**Work request:**
Reproduce word for word the part of the passage on Lord James and the alleged gold fraud that opens with the words containing "Lord James invited" and closes with "or break careers.".
##### Supplied text #####
Lord James invited The House of Lords to assess the implications of his concerns and requested a full inquiry.  While MI6 played around the edges, focused Treasury minds have still not commenced with the thorough investigation needed, nor has the UK Treasury or Foreign Office stood-up and sought to establish the truth.  Lord Sassoon missed the whole point by passing it off with a presumption that, if the Gold claimed was bogus, it was just a scam from Wilfredo Saurin.  He purposely overlooked the real issue; money raised against gold that does not exist is fraudulent.  Sassoon should know that grandstanding can make or break careers. 

The consequences of what Noble Lord James was seeking to expose are far reaching.  He was offering a key to the Pandora’s Box of the uncontrolled Cabal and corrupt US agency, with activities carried out not in the interests of Sovereign protection, but for the usurping interests of corrupt banking, political and agency greed.  The extent of the fraud may be too great for State Agency staff to understand, as Sassoon has shown by failing to look into it, so perhaps someone needs to help them all understand our real dangers and risks.  This may help a significant group of international leaders and governments to finally grasp what has been and still is happening.   What follows will expand consciousness of this very nasty reality to focus on the key issues and to assist prosecution.

The “agency” Lord James previously raised concerns about in the House of Lords, which he prudently referred to as Foundation X, is in fact the Pureheart Investment operation run by General Lorin William Rossier and assisted by dubious Chief Attorney Marlon McCall.  This “agency” is claimed by McCall to be a subsidiary of Homeland Security, a fact supported by the UN and Homeland codes interjected into their SWIFT transfers for the identified 15 Trillion USD raised by FRAUD, with no Congressional awareness, oversight or permission.   Why is the US Congress not getting this?  15T USD was heisted on YOUR watch Congressman Issa!  Where is our Standards Committee now? 

Lord James had originally been approached by Marlon McCall, in turn linked with Sandip Goyal and the notorious Asian Con Man Wilfredo Saurin, with dual intent.

Wilfredo Saurin

On one hand, they were seeking to offer a too-good-to-be-true 6 billion pounds loan to Her Majesty’s Government, which they had on deposit at HSBC.  They also sought Lord James’ assistance to get HSBC and others to acknowledge the 15T USD, which had been wired previously by JP Morgan, on behalf of the Federal Reserve Bank of New York, via HSBC, for further credit to the Royal Bank of Scotland, for the Pureheart account, now sequestrated by rogue RBS bankers.  Poetic justice prevails, as scammers got scammed by the Bankers.
##### Records provided #####
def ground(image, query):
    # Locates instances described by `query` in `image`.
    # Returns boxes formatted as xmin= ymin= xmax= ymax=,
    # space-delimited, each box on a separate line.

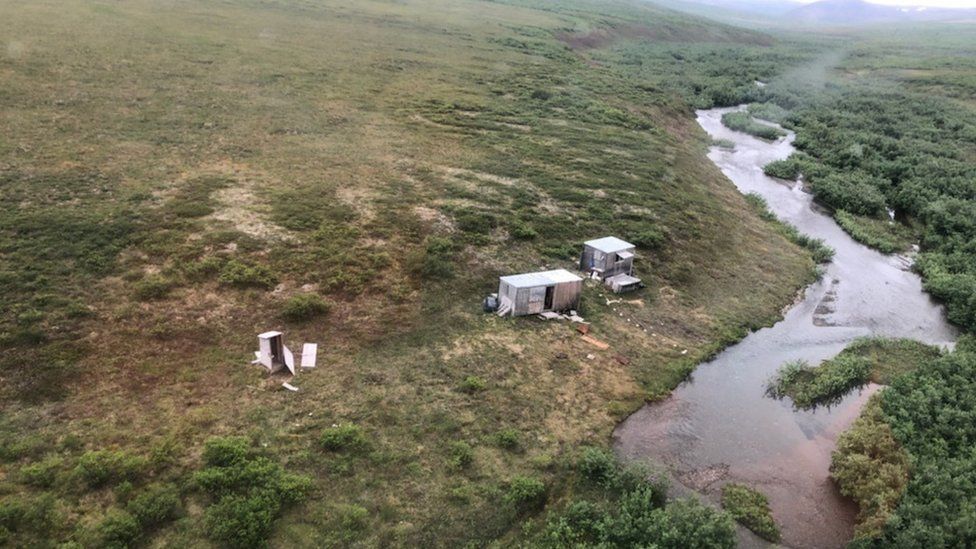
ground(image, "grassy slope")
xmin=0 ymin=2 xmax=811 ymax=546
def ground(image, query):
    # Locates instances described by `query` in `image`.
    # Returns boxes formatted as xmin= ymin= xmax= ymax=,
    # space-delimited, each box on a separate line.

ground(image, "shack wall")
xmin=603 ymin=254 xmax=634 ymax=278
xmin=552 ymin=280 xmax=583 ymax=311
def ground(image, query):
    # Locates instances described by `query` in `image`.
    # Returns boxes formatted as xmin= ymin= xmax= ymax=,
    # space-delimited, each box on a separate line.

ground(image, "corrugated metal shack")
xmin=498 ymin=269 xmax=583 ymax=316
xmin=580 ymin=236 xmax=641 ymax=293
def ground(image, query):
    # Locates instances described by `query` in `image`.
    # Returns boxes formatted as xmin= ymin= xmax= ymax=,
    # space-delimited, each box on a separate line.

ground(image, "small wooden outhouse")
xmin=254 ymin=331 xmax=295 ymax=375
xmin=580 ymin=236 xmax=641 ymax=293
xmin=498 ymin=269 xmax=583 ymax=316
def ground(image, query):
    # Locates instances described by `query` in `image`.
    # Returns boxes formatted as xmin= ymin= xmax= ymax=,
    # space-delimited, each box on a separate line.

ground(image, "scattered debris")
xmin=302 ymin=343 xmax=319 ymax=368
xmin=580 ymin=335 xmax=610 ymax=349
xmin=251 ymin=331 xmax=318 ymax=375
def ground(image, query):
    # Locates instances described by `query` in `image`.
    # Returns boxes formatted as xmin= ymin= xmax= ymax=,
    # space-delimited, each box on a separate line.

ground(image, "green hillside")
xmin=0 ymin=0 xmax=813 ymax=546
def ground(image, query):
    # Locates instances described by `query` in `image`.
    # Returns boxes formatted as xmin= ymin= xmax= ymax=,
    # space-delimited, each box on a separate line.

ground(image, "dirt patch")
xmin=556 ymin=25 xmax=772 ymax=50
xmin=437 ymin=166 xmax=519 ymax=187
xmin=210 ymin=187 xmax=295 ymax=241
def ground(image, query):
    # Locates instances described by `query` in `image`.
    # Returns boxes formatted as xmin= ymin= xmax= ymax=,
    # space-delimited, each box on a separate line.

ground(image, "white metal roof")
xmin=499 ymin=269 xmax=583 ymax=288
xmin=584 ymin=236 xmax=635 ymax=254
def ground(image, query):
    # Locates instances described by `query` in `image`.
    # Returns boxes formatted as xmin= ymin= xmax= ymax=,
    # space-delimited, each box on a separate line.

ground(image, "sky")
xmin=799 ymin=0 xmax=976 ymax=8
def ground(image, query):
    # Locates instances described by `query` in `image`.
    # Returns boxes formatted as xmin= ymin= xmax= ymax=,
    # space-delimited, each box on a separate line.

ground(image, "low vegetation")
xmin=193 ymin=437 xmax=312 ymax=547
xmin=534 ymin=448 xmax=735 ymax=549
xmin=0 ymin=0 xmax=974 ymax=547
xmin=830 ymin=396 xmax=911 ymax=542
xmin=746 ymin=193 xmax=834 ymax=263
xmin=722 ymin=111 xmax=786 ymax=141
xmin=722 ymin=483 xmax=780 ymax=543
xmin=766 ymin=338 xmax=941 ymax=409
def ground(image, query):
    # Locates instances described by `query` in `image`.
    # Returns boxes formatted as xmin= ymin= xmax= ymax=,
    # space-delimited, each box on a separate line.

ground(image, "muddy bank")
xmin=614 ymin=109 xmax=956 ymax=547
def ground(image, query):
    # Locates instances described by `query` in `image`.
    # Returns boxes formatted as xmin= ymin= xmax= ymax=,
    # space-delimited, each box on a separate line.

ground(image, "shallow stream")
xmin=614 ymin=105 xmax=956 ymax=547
#####
**Task solution:**
Lord James invited The House of Lords to assess the implications of his concerns and requested a full inquiry.  While MI6 played around the edges, focused Treasury minds have still not commenced with the thorough investigation needed, nor has the UK Treasury or Foreign Office stood-up and sought to establish the truth.  Lord Sassoon missed the whole point by passing it off with a presumption that, if the Gold claimed was bogus, it was just a scam from Wilfredo Saurin.  He purposely overlooked the real issue; money raised against gold that does not exist is fraudulent.  Sassoon should know that grandstanding can make or break careers.